(Задание)
Выпишите из записей ниже все строки, в которых встречается слово «tree». Регистр букв учитывается.

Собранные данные
##############################

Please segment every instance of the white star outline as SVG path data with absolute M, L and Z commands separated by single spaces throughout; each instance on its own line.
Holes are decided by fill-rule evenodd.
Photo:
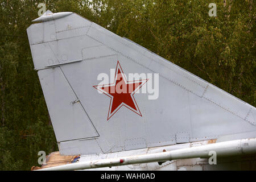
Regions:
M 130 96 L 131 97 L 131 99 L 133 100 L 133 103 L 136 107 L 136 110 L 135 110 L 134 108 L 130 107 L 126 104 L 124 103 L 123 102 L 122 102 L 122 103 L 111 113 L 111 110 L 112 109 L 113 106 L 113 100 L 114 98 L 114 96 L 108 93 L 107 92 L 105 91 L 104 89 L 102 89 L 102 88 L 108 86 L 115 86 L 117 82 L 117 76 L 118 73 L 118 70 L 120 70 L 120 72 L 122 75 L 122 77 L 124 78 L 123 79 L 125 82 L 125 84 L 136 84 L 136 83 L 139 83 L 140 82 L 142 82 L 142 83 L 135 89 L 134 90 L 130 93 Z M 107 95 L 109 97 L 110 97 L 110 103 L 109 105 L 109 112 L 108 114 L 108 119 L 107 121 L 108 121 L 113 115 L 115 114 L 118 109 L 119 109 L 122 106 L 124 106 L 126 107 L 127 108 L 130 109 L 136 114 L 139 115 L 141 117 L 142 117 L 142 115 L 141 114 L 141 111 L 139 110 L 139 107 L 138 106 L 138 104 L 134 98 L 134 94 L 136 92 L 137 92 L 149 79 L 143 79 L 143 80 L 132 80 L 132 81 L 127 81 L 126 77 L 125 75 L 123 73 L 123 71 L 120 65 L 120 63 L 119 61 L 117 61 L 117 67 L 115 68 L 115 78 L 114 80 L 114 82 L 112 84 L 103 84 L 103 85 L 96 85 L 93 86 L 94 88 L 97 89 L 99 91 L 101 92 L 102 93 L 104 93 L 105 94 Z M 111 89 L 110 89 L 111 92 Z

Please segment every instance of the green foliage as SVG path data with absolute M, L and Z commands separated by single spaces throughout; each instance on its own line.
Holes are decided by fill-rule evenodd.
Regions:
M 26 34 L 39 3 L 73 11 L 255 106 L 255 1 L 1 0 L 0 169 L 30 169 L 57 150 Z

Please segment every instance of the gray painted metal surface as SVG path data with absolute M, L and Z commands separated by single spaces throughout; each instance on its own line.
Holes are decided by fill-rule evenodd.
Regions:
M 27 33 L 61 154 L 256 136 L 254 106 L 75 13 L 48 13 Z M 107 121 L 110 98 L 93 86 L 118 61 L 127 75 L 159 73 L 159 97 L 134 94 L 142 116 L 122 106 Z

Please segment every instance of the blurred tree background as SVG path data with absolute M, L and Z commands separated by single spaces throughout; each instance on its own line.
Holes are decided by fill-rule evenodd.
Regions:
M 0 170 L 29 170 L 38 151 L 58 150 L 26 32 L 39 3 L 76 13 L 256 105 L 255 1 L 0 2 Z

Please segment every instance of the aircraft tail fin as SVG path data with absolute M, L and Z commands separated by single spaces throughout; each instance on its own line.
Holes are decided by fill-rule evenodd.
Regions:
M 256 136 L 254 106 L 144 48 L 75 13 L 34 22 L 27 34 L 61 154 Z

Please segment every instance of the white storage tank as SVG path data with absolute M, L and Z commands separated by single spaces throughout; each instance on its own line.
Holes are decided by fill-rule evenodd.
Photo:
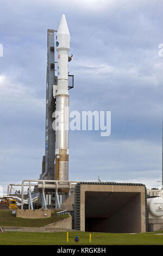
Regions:
M 147 199 L 148 218 L 163 218 L 163 199 L 154 197 Z

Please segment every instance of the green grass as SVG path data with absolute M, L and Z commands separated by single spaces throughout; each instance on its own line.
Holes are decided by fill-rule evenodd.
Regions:
M 159 232 L 158 232 L 159 233 Z M 153 233 L 129 234 L 92 233 L 92 242 L 89 243 L 89 232 L 70 232 L 69 242 L 66 242 L 66 232 L 51 233 L 11 232 L 0 233 L 0 245 L 163 245 L 163 235 Z M 79 239 L 74 242 L 75 236 Z
M 10 211 L 1 210 L 0 211 L 0 227 L 43 227 L 68 217 L 69 217 L 68 215 L 57 216 L 55 212 L 52 213 L 52 216 L 47 218 L 17 218 L 12 215 Z

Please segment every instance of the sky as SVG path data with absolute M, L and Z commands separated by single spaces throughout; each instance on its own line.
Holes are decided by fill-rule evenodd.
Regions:
M 161 187 L 161 0 L 1 0 L 0 185 L 37 179 L 45 155 L 47 32 L 65 14 L 70 111 L 111 111 L 110 136 L 70 131 L 69 179 Z M 55 52 L 55 61 L 57 53 Z

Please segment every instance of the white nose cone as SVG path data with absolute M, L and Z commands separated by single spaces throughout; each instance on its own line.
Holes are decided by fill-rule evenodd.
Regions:
M 62 17 L 59 23 L 56 37 L 57 51 L 66 51 L 70 50 L 70 35 L 65 14 Z
M 62 15 L 62 17 L 60 21 L 57 35 L 58 35 L 59 34 L 66 34 L 67 35 L 70 35 L 67 23 L 65 14 Z

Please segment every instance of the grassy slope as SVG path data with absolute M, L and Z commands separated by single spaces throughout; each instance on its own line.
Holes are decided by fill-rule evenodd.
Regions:
M 78 235 L 79 242 L 74 239 Z M 0 245 L 90 245 L 88 232 L 70 232 L 69 242 L 66 242 L 66 232 L 0 233 Z M 163 235 L 154 233 L 137 234 L 92 233 L 91 245 L 163 245 Z
M 47 218 L 29 219 L 16 218 L 9 211 L 0 211 L 0 227 L 42 227 L 53 222 L 67 218 L 69 215 L 57 216 L 56 212 Z

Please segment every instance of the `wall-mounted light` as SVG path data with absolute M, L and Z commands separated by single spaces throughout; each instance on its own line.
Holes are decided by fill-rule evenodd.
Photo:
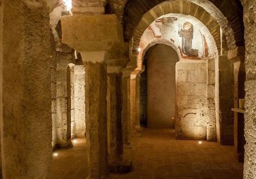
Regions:
M 72 0 L 63 0 L 65 11 L 70 12 L 72 9 Z
M 58 155 L 59 155 L 59 154 L 58 153 L 53 153 L 53 156 L 54 156 L 54 157 L 58 157 Z

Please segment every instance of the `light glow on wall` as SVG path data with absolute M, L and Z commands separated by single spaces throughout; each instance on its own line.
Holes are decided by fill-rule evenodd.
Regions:
M 63 0 L 65 11 L 71 11 L 72 9 L 72 0 Z
M 59 154 L 58 153 L 53 153 L 53 156 L 54 156 L 54 157 L 58 157 L 58 155 L 59 155 Z

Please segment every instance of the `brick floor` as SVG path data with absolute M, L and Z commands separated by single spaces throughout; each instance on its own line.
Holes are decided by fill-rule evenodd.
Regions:
M 243 164 L 236 161 L 234 146 L 175 140 L 173 130 L 148 128 L 132 139 L 132 146 L 125 150 L 124 157 L 132 159 L 132 172 L 111 175 L 111 178 L 243 178 Z M 74 148 L 57 152 L 59 155 L 52 162 L 53 179 L 86 178 L 85 140 L 79 140 Z

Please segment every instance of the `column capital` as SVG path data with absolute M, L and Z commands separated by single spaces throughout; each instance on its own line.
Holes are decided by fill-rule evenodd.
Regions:
M 129 69 L 124 69 L 123 70 L 123 78 L 131 77 L 131 73 L 133 70 Z
M 106 0 L 73 0 L 71 12 L 73 14 L 104 14 Z
M 118 74 L 122 73 L 124 68 L 121 66 L 108 66 L 107 72 L 108 74 Z
M 103 63 L 106 62 L 109 57 L 109 52 L 107 51 L 81 52 L 83 62 Z
M 112 52 L 124 44 L 115 15 L 65 15 L 61 20 L 62 42 L 79 52 Z

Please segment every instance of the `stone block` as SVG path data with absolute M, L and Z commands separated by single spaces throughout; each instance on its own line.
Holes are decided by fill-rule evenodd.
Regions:
M 186 82 L 187 81 L 187 71 L 182 70 L 179 70 L 177 71 L 177 79 L 178 82 Z
M 208 71 L 207 73 L 207 84 L 215 84 L 215 72 L 214 71 Z
M 61 20 L 63 42 L 78 51 L 109 51 L 124 42 L 115 15 L 67 15 Z
M 188 70 L 187 73 L 188 82 L 191 83 L 206 83 L 206 68 L 203 70 Z
M 67 82 L 58 82 L 56 84 L 57 93 L 56 97 L 67 97 Z
M 67 101 L 66 98 L 57 98 L 56 104 L 58 113 L 67 113 Z

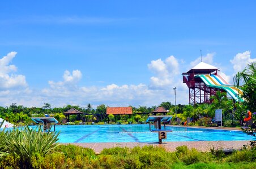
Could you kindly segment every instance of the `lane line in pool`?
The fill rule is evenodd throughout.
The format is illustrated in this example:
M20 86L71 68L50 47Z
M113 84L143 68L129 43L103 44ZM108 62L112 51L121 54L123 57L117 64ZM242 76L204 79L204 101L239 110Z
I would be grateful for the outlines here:
M82 141L82 140L83 140L83 139L86 139L86 138L88 136L89 136L92 135L93 134L95 134L95 132L96 132L97 131L98 131L100 130L100 128L99 128L98 130L95 130L95 131L93 131L93 132L90 132L90 133L87 134L86 135L84 135L84 136L83 136L83 137L80 137L80 138L77 139L76 140L75 140L75 141L74 141L74 143L78 143L78 142L79 142L80 141Z
M122 127L119 127L121 129L122 129L122 131L123 131L124 132L127 132L127 134L129 136L130 136L131 137L132 137L133 139L134 139L134 140L135 140L135 142L139 142L139 140L138 139L137 137L136 137L135 136L134 136L134 135L133 135L127 132L127 131L126 130L125 130L125 128L123 128Z
M184 137L185 137L185 138L195 140L197 140L197 141L203 141L202 140L194 139L193 137L189 137L189 136L182 136L182 135L177 135L177 134L173 134L173 133L172 133L172 132L170 132L170 134L172 134L173 135L176 135L176 136Z

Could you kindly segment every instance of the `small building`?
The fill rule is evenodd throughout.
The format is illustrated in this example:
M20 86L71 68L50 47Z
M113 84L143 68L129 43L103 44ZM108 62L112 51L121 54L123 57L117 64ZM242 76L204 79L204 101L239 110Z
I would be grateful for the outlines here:
M81 115L83 115L84 113L80 111L78 111L78 110L76 110L75 108L71 108L70 109L69 109L67 112L63 113L63 114L66 116L66 121L67 122L69 122L70 115L77 115L76 119L80 120L80 119L81 119Z
M128 114L130 118L133 114L133 109L131 107L107 107L106 114L118 115L118 119L120 119L120 114Z
M157 114L160 113L160 114L163 114L165 115L168 112L169 112L169 111L165 110L165 109L163 107L157 107L155 109L155 110L152 112L152 114L153 115L156 115Z

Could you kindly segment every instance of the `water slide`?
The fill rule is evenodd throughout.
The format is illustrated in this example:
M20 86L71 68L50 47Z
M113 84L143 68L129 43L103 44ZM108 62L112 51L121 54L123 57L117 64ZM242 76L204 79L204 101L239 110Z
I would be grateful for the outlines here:
M244 99L239 96L242 94L242 91L240 89L229 84L219 75L197 75L195 77L199 77L208 87L225 91L236 101L244 101Z

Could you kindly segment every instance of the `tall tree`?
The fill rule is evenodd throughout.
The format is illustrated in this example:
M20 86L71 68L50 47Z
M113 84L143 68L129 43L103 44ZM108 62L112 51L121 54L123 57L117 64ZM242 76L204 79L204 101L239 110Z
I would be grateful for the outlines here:
M247 108L252 112L256 111L256 62L253 62L234 77L234 83L242 88L242 97Z

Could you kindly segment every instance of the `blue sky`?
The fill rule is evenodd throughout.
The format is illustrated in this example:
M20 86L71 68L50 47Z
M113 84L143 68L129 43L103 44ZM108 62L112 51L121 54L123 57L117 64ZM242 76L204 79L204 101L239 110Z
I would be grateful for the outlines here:
M255 1L52 1L0 2L1 106L185 104L200 50L231 83L256 59Z

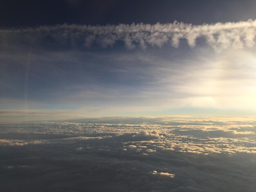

##############################

(Решение)
Please segment every instance of the blurred tree background as SVG path data with absolute M, L and Z commands separated by single spaces throughout; each instance on its own line.
Could you kindly segment every instance of the `tall tree`?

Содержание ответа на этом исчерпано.